Onion farmers say new E. coli water rules too strict

NYSSA, Ore. — Farmers in the nation’s largest onion-growing region who depend on shared public irrigation systems worry that proposed new federal rules governing the cleanliness of water will threaten their livelihood.

The Idaho-Eastern Oregon onion growing region is the nation’s largest in terms of volume, with more than 20,000 acres of big bulb onions grown annually. The region supplies about 25 percent of the nation’s total onion consumption.

The rules proposed by the U.S. Food and Drug Administration focus on the amount of E. coli bacteria allowed in water that directly contacts with produce during or after harvest.

Growers say almost none of the surface water will meet the new standards.

“Most of the surface water in this area will never meet those standards,” said Riley, chairman of a National Onion Association ad hoc committee that is studying the issue.

Idaho’s two Republican U.S. Senators, Mike Crapo and Jim Risch, and Michigan Rep. Dan Benishek, have introduced legislation that seeks to defund the proposed fresh produce rule, The Capital Press reported.

“If (growers) are not concerned, they should be,” Oregon onion grower Reid Saito said. “It’s a pretty critical issue in terms of our ability to produce vegetables, in our case onions.”

The proposed rules come as part of the Food Safety Modernization Act, passed in December 2010. They include two numerical standards on the amount of generic E. coli bacteria that can be present in agricultural water.

One standard applies to water that directly comes into contact with produce during or after harvest and allows no detectable amounts of E. coli.

The other standard applies to irrigation water and requires E. coli levels to be under 235 “colony forming units” of generic E. coli per 100 milliliters for any single water sample. The standard also requires five consecutive samples to have a mean of under 126 colony forming units.

• Information provided

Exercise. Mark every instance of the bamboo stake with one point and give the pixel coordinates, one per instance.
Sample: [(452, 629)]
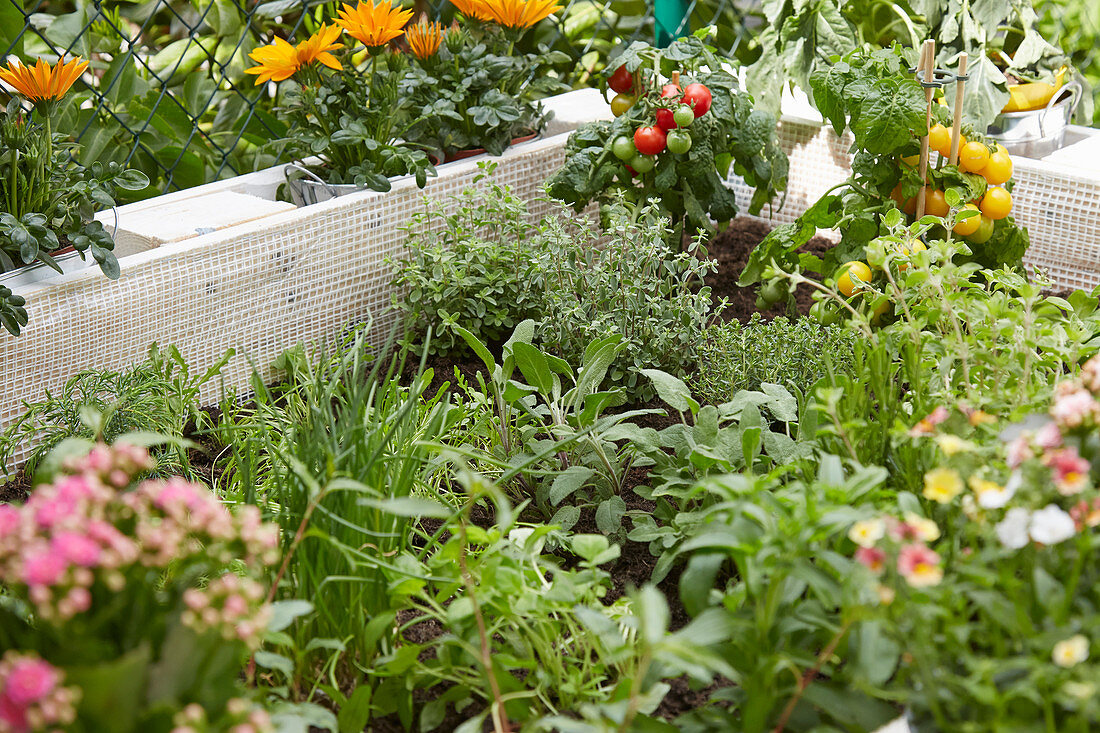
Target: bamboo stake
[(927, 65), (957, 128)]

• Your tasks
A - Retype the article on onion farmers and the E. coli water rules, everything from "Onion farmers say" down to "or after harvest.", with no changes.
B - Extend the article on onion farmers and the E. coli water rules, starting right after its last sentence.

• Responses for each task
A -
Onion farmers say new E. coli water rules too strict

NYSSA, Ore. — Farmers in the nation’s largest onion-growing region who depend on shared public irrigation systems worry that proposed new federal rules governing the cleanliness of water will threaten their livelihood.

The Idaho-Eastern Oregon onion growing region is the nation’s largest in terms of volume, with more than 20,000 acres of big bulb onions grown annually. The region supplies about 25 percent of the nation’s total onion consumption.

The rules proposed by the U.S. Food and Drug Administration focus on the amount of E. coli bacteria allowed in water that directly contacts with produce during or after harvest.

B -
Growers who irrigate with surface water would be required to test weekly during the irrigation season under the new rules, at a cost of about $40 a test. If they fail a test, the only option is to quit using the water.

The FDA determined that five main commodity groups carry the risk of food-borne illnesses: herbs, leafy greens, melons, sprouts and tomatoes. It categorizes more than 200 other commodities as “other,” including onions.

Onion growers say the “other” designation unjustly lumps them in with hot peppers and green onions from Mexico, two commodities associated with food-borne illnesses.

“We believe that the commodity group ‘other,’ with hot peppers and green onions excluded, is safe and should not be regulated,” according to a letter to the FDA from the National Onion Association.

Shelly Burgess of the FDA said some commodities have little or no history of links to food-borne illness and exempting them from coverage could reduce costs to farmers.

“However, because food-borne illness outbreaks have regularly been associated with commodities that have previously not been linked to outbreaks,” she said, “this approach carries the risk of failing to prevent future outbreaks.”